→ **ZIEL A**: Wiederhole aus dem Text zur NGT-Einstufung den Abschnitt, der bei „Gleichsetzung von NGT“ beginnt und bei „Vorsorgeprinzip nicht geeignet.“ endet, Wort für Wort.

→ **AUSGEWÄHLTER TEXT**:
::::
Gleichsetzung von NGT und herkömmlicher Züchtung unzulässig
Drei Mitarbeiter:innen des deutschen Bundesamts für Naturschutz (BfN) haben die Kriterien für die Einstufung als „NGT1“ wissenschaftlich untersucht. In ihrer jetzt als „Preprint“ vorab veröffentlichten Studie kommen sie zu dem Schluss, dass der Ansatz, bestimmte NGT-Anwendungen mit der konventionellen Züchtung gleichzusetzen, in dieser allgemeinen Weise unzulässig ist: „Der Vorschlag berücksichtigt nicht die risikobezogenen beabsichtigten und unbeabsichtigten Auswirkungen auf den Phänotyp. Er ist daher weder wissenschaftlich begründet noch geeignet, mögliche Risiken von NGT-Pflanzen angemessen zu behandeln“, so die Autor:innen. Die vorgeschlagene Äquivalenzvermutung sei daher in ihrer jetzigen Form wissenschaftlich nicht begründet und für einen Schutz nach dem Vorsorgeprinzip nicht geeignet.
::::
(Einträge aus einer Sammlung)
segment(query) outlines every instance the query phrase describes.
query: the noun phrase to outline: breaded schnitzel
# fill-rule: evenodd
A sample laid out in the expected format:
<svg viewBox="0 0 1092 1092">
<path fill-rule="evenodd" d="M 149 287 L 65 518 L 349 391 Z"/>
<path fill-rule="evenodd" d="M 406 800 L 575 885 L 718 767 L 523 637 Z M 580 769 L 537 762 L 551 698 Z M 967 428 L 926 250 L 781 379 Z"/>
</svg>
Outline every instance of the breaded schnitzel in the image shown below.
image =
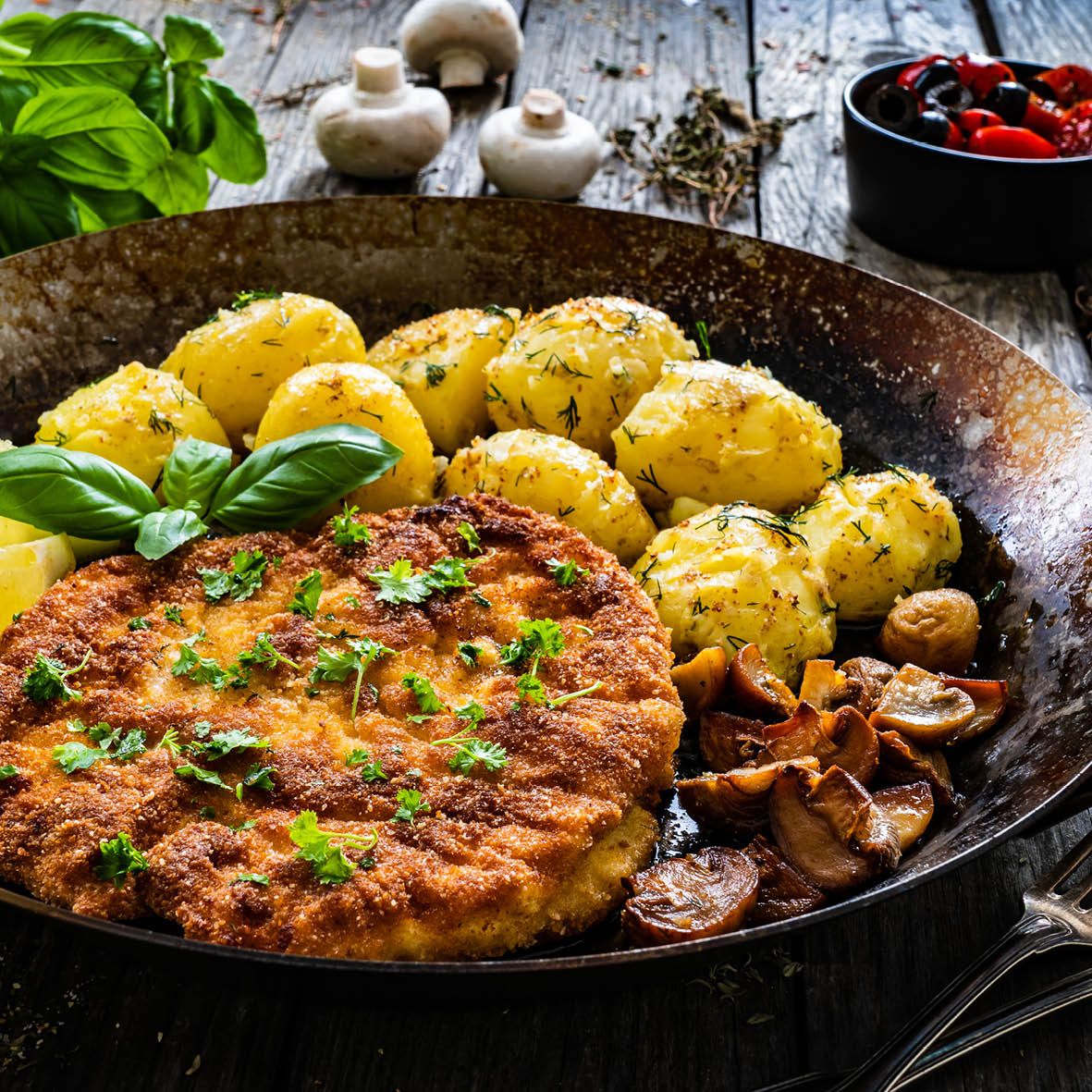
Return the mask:
<svg viewBox="0 0 1092 1092">
<path fill-rule="evenodd" d="M 499 956 L 616 906 L 682 724 L 652 604 L 497 498 L 360 522 L 107 558 L 25 612 L 0 637 L 0 876 L 361 959 Z"/>
</svg>

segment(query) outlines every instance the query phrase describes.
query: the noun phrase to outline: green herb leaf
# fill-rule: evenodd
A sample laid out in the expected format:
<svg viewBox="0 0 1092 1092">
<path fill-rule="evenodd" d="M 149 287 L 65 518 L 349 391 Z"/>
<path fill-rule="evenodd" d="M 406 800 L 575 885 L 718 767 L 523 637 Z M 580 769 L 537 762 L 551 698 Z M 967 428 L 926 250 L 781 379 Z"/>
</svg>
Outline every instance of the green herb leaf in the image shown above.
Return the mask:
<svg viewBox="0 0 1092 1092">
<path fill-rule="evenodd" d="M 100 860 L 95 866 L 95 875 L 100 880 L 112 880 L 118 889 L 124 887 L 126 877 L 130 873 L 143 873 L 147 869 L 144 854 L 129 840 L 129 835 L 119 831 L 109 841 L 98 843 Z"/>
<path fill-rule="evenodd" d="M 211 515 L 232 531 L 292 527 L 401 458 L 400 448 L 370 429 L 321 425 L 245 459 L 216 491 Z"/>
<path fill-rule="evenodd" d="M 357 864 L 345 856 L 345 847 L 368 853 L 379 842 L 376 831 L 360 835 L 321 830 L 313 811 L 300 811 L 288 827 L 288 836 L 299 846 L 296 856 L 310 862 L 320 883 L 344 883 L 356 871 Z M 366 857 L 360 864 L 367 868 L 372 862 Z"/>
<path fill-rule="evenodd" d="M 293 614 L 305 618 L 314 618 L 319 609 L 319 596 L 322 594 L 322 573 L 312 569 L 302 580 L 296 583 L 296 592 L 288 604 Z"/>
<path fill-rule="evenodd" d="M 132 538 L 158 508 L 140 478 L 98 455 L 44 444 L 0 452 L 0 515 L 43 531 Z"/>
<path fill-rule="evenodd" d="M 158 561 L 207 530 L 195 512 L 185 508 L 161 508 L 140 521 L 133 548 L 141 557 Z"/>
</svg>

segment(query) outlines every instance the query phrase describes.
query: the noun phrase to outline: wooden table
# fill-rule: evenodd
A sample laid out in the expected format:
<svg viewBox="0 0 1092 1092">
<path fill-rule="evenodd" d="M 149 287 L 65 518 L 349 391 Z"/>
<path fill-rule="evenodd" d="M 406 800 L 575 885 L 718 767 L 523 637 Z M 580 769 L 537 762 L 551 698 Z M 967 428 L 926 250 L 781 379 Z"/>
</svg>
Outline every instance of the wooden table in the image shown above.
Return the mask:
<svg viewBox="0 0 1092 1092">
<path fill-rule="evenodd" d="M 165 11 L 212 22 L 227 43 L 214 74 L 259 105 L 270 170 L 219 185 L 212 205 L 366 187 L 324 168 L 307 134 L 308 85 L 342 79 L 353 48 L 388 44 L 408 0 L 45 0 L 159 32 Z M 258 8 L 251 8 L 257 3 Z M 447 149 L 422 192 L 486 188 L 474 152 L 482 120 L 533 86 L 561 91 L 606 130 L 680 108 L 719 84 L 759 116 L 814 111 L 763 166 L 759 192 L 725 226 L 854 262 L 918 287 L 1021 345 L 1092 396 L 1075 321 L 1078 271 L 969 274 L 902 259 L 847 223 L 840 154 L 844 82 L 889 58 L 964 48 L 1047 63 L 1081 60 L 1089 0 L 525 0 L 526 54 L 510 82 L 452 96 Z M 262 13 L 262 9 L 264 12 Z M 287 9 L 287 11 L 285 11 Z M 4 16 L 43 10 L 9 0 Z M 596 61 L 600 63 L 597 64 Z M 607 74 L 620 71 L 618 75 Z M 289 105 L 295 104 L 295 105 Z M 608 166 L 591 204 L 700 218 Z M 928 199 L 928 195 L 925 195 Z M 1090 280 L 1088 271 L 1084 281 Z M 0 911 L 0 1087 L 81 1089 L 756 1089 L 863 1058 L 1014 919 L 1019 894 L 1089 829 L 1089 816 L 1010 844 L 902 899 L 755 948 L 699 983 L 650 978 L 603 996 L 510 1002 L 461 996 L 331 996 L 319 981 L 252 981 L 226 965 L 168 972 L 141 951 Z M 1069 956 L 1041 975 L 1087 964 Z M 1033 975 L 1018 975 L 1011 996 Z M 743 992 L 733 998 L 737 988 Z M 1043 1021 L 915 1088 L 1092 1088 L 1088 1008 Z"/>
</svg>

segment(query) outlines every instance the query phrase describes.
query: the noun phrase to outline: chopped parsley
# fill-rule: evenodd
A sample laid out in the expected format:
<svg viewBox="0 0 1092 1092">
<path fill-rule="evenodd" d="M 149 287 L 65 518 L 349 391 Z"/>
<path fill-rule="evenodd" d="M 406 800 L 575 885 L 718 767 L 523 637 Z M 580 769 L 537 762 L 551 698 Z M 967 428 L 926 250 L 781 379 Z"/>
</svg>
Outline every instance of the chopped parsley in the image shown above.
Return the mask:
<svg viewBox="0 0 1092 1092">
<path fill-rule="evenodd" d="M 415 827 L 414 819 L 418 812 L 432 810 L 432 806 L 422 797 L 418 788 L 400 788 L 397 802 L 399 807 L 391 822 L 407 822 L 411 827 Z"/>
<path fill-rule="evenodd" d="M 198 575 L 204 584 L 205 598 L 211 603 L 218 603 L 227 595 L 239 602 L 249 600 L 262 586 L 268 567 L 269 561 L 260 549 L 240 549 L 232 558 L 230 572 L 223 569 L 198 569 Z"/>
<path fill-rule="evenodd" d="M 335 546 L 352 549 L 354 546 L 367 546 L 371 542 L 371 532 L 366 523 L 356 519 L 357 512 L 359 508 L 356 505 L 349 508 L 346 502 L 343 505 L 342 513 L 330 521 Z"/>
<path fill-rule="evenodd" d="M 345 764 L 360 767 L 360 776 L 365 781 L 387 781 L 382 760 L 377 758 L 372 761 L 371 756 L 363 747 L 354 747 L 345 756 Z"/>
<path fill-rule="evenodd" d="M 344 682 L 354 672 L 356 673 L 356 687 L 353 690 L 353 719 L 356 719 L 356 708 L 360 701 L 360 684 L 364 681 L 364 673 L 381 656 L 395 656 L 397 653 L 393 649 L 388 649 L 380 641 L 373 641 L 370 637 L 361 637 L 348 642 L 348 649 L 329 649 L 325 645 L 319 646 L 319 662 L 311 668 L 308 676 L 311 682 Z"/>
<path fill-rule="evenodd" d="M 551 557 L 546 562 L 546 568 L 553 573 L 560 587 L 571 587 L 580 578 L 586 577 L 591 571 L 582 569 L 571 558 L 568 561 L 559 561 L 556 557 Z"/>
<path fill-rule="evenodd" d="M 23 678 L 23 693 L 32 701 L 46 702 L 54 698 L 61 701 L 81 701 L 83 693 L 68 685 L 70 675 L 76 675 L 87 666 L 91 660 L 91 649 L 83 654 L 83 660 L 75 667 L 66 667 L 60 660 L 35 654 L 34 663 L 27 668 Z"/>
<path fill-rule="evenodd" d="M 236 883 L 257 883 L 259 887 L 269 887 L 270 878 L 264 873 L 238 873 L 229 887 Z"/>
<path fill-rule="evenodd" d="M 296 583 L 296 593 L 288 604 L 288 609 L 293 614 L 302 615 L 305 618 L 314 618 L 319 609 L 319 596 L 322 594 L 322 573 L 318 569 L 312 569 L 302 580 Z"/>
<path fill-rule="evenodd" d="M 467 667 L 477 666 L 477 657 L 482 655 L 482 646 L 478 644 L 471 644 L 470 641 L 459 642 L 459 658 L 466 664 Z"/>
<path fill-rule="evenodd" d="M 320 883 L 344 883 L 358 867 L 356 862 L 345 856 L 345 848 L 368 853 L 379 841 L 375 831 L 360 835 L 320 830 L 313 811 L 300 811 L 288 827 L 288 836 L 299 846 L 296 856 L 310 863 Z M 371 868 L 375 862 L 371 857 L 364 857 L 359 864 Z"/>
<path fill-rule="evenodd" d="M 124 831 L 119 831 L 109 841 L 99 842 L 98 852 L 102 859 L 95 865 L 95 875 L 100 880 L 112 880 L 116 888 L 124 887 L 130 873 L 147 870 L 144 854 L 132 844 Z"/>
<path fill-rule="evenodd" d="M 458 531 L 459 534 L 462 535 L 463 542 L 466 543 L 466 551 L 468 554 L 482 553 L 482 538 L 474 527 L 463 520 L 463 522 L 459 524 Z"/>
<path fill-rule="evenodd" d="M 432 684 L 424 675 L 410 672 L 402 676 L 402 686 L 406 690 L 413 691 L 413 696 L 417 699 L 417 708 L 420 710 L 420 713 L 408 716 L 406 720 L 413 721 L 414 724 L 420 724 L 430 716 L 444 712 L 443 702 L 436 696 Z"/>
</svg>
::::
→ **ZIEL B**: Zieh aus der Auflistung jede Zeile heraus, in der die Zeichenfolge „shown“ vorkommt. Achte dabei auf Groß- und Kleinschreibung.

→ **ERGEBNIS A**:
Gleichsetzung von NGT und herkömmlicher Züchtung unzulässig
Drei Mitarbeiter:innen des deutschen Bundesamts für Naturschutz (BfN) haben die Kriterien für die Einstufung als „NGT1“ wissenschaftlich untersucht. In ihrer jetzt als „Preprint“ vorab veröffentlichten Studie kommen sie zu dem Schluss, dass der Ansatz, bestimmte NGT-Anwendungen mit der konventionellen Züchtung gleichzusetzen, in dieser allgemeinen Weise unzulässig ist: „Der Vorschlag berücksichtigt nicht die risikobezogenen beabsichtigten und unbeabsichtigten Auswirkungen auf den Phänotyp. Er ist daher weder wissenschaftlich begründet noch geeignet, mögliche Risiken von NGT-Pflanzen angemessen zu behandeln“, so die Autor:innen. Die vorgeschlagene Äquivalenzvermutung sei daher in ihrer jetzigen Form wissenschaftlich nicht begründet und für einen Schutz nach dem Vorsorgeprinzip nicht geeignet.

→ **ERGEBNIS B**:
Outline every instance of the breaded schnitzel in the image shown below.
Outline every instance of the green herb leaf in the image shown above.
Outline every instance of the wooden table in the image shown above.
Outline every instance of the chopped parsley in the image shown above.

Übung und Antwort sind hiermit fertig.